▶ _Required work_
Using the entries below, output exactly the line containing "field in this photo as pixel coordinates." and all lines that follow it to the end.

▶ _Data to use_
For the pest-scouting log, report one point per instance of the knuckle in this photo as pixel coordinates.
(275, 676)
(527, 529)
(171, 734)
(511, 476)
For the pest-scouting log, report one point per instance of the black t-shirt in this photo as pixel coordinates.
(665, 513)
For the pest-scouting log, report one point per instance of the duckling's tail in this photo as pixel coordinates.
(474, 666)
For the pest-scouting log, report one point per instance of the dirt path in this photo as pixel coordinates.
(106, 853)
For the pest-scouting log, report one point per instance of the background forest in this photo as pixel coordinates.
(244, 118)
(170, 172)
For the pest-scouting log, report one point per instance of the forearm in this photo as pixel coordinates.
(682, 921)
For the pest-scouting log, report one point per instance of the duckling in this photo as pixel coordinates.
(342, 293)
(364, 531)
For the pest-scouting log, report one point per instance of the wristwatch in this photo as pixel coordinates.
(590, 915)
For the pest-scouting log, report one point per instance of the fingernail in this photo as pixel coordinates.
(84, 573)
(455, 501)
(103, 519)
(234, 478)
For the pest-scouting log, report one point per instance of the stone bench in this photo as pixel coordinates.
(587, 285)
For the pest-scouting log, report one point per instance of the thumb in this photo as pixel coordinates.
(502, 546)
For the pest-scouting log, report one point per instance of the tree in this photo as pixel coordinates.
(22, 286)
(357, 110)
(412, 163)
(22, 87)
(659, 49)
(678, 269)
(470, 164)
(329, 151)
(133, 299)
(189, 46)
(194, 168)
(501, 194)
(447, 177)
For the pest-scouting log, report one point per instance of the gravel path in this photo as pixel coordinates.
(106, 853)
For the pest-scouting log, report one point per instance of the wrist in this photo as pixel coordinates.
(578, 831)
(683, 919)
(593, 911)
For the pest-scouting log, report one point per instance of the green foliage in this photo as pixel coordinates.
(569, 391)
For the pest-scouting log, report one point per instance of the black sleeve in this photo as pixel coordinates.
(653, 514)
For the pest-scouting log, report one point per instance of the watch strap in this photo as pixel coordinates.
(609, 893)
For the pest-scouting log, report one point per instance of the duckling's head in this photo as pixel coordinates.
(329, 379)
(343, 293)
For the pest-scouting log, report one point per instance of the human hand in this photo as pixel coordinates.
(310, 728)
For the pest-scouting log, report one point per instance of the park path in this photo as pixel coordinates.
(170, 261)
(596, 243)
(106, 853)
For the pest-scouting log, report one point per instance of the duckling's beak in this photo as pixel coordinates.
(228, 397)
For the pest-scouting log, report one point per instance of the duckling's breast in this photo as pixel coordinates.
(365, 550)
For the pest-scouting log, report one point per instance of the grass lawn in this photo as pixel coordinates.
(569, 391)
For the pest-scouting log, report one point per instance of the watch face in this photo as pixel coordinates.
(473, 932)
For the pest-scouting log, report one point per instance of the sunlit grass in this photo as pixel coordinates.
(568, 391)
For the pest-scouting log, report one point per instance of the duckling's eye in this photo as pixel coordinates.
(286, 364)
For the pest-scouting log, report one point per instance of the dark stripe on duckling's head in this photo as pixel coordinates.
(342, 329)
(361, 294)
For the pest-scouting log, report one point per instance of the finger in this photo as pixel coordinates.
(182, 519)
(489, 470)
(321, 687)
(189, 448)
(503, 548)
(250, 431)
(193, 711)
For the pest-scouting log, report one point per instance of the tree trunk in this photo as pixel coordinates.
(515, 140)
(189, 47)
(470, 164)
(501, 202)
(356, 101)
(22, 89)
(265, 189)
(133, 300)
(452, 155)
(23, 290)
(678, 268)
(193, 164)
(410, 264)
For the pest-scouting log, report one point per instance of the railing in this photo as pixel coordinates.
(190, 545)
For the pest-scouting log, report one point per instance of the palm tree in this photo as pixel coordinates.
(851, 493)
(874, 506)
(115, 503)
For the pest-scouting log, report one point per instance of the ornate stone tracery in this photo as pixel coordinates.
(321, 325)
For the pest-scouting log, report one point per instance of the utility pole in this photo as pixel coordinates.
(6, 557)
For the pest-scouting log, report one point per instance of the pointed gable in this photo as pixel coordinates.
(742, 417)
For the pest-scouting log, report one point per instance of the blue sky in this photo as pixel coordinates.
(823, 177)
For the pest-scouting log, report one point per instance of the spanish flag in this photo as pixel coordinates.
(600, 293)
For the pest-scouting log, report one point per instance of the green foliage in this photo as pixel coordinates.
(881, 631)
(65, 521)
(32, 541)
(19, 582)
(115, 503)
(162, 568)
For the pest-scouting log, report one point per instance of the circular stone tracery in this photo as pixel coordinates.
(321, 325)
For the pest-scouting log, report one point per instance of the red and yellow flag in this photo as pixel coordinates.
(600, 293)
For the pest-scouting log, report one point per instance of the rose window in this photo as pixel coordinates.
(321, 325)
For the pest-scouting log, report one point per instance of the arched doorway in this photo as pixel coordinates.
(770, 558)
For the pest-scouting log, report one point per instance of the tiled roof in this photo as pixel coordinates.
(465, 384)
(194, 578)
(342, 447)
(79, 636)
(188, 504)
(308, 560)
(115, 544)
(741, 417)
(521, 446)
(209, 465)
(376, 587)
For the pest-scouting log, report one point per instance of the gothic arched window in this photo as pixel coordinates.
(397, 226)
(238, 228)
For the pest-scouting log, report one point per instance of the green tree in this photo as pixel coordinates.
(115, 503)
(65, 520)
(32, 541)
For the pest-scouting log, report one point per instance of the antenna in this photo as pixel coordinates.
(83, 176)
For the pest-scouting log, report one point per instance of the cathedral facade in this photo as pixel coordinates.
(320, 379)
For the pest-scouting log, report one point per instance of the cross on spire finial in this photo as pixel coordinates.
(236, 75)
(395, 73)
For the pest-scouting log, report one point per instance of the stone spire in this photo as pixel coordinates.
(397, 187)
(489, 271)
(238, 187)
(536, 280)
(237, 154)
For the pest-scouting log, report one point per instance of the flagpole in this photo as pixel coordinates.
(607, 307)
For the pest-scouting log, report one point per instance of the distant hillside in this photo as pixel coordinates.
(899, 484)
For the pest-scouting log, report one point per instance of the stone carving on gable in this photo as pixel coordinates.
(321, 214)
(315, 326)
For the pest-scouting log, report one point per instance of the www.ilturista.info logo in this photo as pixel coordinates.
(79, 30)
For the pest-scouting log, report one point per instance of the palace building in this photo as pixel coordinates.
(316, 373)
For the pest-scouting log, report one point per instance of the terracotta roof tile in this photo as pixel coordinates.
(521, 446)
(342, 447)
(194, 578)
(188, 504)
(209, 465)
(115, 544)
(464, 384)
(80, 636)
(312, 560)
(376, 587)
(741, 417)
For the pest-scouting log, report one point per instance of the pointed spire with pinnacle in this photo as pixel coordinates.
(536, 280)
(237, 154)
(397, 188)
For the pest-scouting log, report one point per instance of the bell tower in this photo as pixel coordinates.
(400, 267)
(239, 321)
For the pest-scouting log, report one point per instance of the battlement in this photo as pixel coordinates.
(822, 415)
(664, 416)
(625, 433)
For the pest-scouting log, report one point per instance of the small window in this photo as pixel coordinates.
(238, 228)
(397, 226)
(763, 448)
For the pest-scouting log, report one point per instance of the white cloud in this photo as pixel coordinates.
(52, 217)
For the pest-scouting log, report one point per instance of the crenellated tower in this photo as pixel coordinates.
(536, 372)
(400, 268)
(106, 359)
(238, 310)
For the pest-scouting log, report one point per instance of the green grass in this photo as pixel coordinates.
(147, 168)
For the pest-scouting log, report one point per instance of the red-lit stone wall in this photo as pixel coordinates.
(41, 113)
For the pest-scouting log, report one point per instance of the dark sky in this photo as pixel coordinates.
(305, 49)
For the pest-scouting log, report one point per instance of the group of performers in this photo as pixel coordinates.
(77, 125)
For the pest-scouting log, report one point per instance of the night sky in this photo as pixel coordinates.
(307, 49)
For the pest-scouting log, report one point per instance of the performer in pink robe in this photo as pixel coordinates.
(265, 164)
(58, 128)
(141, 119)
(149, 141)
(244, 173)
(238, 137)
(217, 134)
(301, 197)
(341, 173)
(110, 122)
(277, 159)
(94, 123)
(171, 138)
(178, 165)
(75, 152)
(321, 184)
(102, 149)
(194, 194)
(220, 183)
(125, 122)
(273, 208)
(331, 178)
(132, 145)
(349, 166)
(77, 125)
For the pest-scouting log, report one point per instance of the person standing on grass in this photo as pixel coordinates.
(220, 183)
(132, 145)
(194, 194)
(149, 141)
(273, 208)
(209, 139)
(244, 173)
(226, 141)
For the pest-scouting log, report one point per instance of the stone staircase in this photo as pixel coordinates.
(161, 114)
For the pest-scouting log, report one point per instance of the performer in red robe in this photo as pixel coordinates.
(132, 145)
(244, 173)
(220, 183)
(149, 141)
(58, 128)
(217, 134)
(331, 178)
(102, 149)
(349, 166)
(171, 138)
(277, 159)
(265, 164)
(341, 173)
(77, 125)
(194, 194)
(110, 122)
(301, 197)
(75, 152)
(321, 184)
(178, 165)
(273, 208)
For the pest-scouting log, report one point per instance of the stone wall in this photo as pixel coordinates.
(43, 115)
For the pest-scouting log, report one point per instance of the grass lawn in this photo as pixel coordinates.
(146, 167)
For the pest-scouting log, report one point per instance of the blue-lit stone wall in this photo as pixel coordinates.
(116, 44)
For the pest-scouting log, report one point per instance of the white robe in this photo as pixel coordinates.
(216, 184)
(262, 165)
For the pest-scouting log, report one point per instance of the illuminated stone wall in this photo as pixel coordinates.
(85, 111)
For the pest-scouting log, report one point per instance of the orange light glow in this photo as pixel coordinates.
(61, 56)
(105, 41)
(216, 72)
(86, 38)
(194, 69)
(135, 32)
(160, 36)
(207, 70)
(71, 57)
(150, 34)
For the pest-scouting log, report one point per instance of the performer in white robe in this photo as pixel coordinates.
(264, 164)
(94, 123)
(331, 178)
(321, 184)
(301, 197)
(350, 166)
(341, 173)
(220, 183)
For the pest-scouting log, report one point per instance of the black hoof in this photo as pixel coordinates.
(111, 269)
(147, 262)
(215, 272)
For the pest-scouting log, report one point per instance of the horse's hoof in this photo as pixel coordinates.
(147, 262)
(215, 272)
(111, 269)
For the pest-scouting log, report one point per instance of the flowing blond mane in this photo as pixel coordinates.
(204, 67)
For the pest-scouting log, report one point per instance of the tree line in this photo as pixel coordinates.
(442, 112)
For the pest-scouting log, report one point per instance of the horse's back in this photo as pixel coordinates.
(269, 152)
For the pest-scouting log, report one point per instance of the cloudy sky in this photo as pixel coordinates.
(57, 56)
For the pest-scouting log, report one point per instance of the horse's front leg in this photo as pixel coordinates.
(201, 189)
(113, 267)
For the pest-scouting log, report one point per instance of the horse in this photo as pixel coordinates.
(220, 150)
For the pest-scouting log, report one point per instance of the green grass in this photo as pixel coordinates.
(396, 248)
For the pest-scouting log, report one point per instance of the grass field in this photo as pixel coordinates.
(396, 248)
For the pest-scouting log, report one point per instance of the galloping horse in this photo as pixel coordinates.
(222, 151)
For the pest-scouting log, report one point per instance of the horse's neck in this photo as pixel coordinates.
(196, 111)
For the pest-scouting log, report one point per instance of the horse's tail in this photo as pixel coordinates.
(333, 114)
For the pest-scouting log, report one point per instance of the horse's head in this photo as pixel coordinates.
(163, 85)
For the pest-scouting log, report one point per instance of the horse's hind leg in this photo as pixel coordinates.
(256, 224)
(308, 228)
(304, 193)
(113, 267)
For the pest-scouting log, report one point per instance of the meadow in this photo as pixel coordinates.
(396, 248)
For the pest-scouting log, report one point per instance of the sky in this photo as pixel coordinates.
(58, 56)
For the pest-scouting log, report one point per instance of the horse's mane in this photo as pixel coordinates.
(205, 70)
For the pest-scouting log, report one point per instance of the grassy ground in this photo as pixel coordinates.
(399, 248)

▶ _Answer_
For the pest-scouting log, report one point per instance of the grass field in this photo as pixel coordinates.
(396, 248)
For the pest-scouting log, report one point per instance of the galloping horse in this photo as pixel coordinates.
(222, 151)
For the pest-scouting log, report one point per instance of the horse's neck in this photo as pixel coordinates.
(196, 111)
For the pest-scouting log, report one point per instance of the horse's tail in this photo as pixel coordinates.
(333, 114)
For the pest-scouting log, report one point per instance of the horse's head in this photo as pixel coordinates.
(163, 85)
For the pest-scouting log, report one point per instance of the horse's hind leg in this photo as pixel coordinates.
(256, 224)
(308, 228)
(304, 193)
(113, 267)
For the pest-scouting log, report one point per instance of the meadow in this photo as pixel coordinates.
(396, 248)
For the pest-scouting log, report one point per instance of the sky in this photo as pixel coordinates.
(58, 56)
For the pest-scouting log, report one point per instance of the horse's mane in this photo as pixel coordinates.
(205, 70)
For the pest-scouting log, report one point per instance of the grassy ground in this photo as pixel coordinates.
(399, 248)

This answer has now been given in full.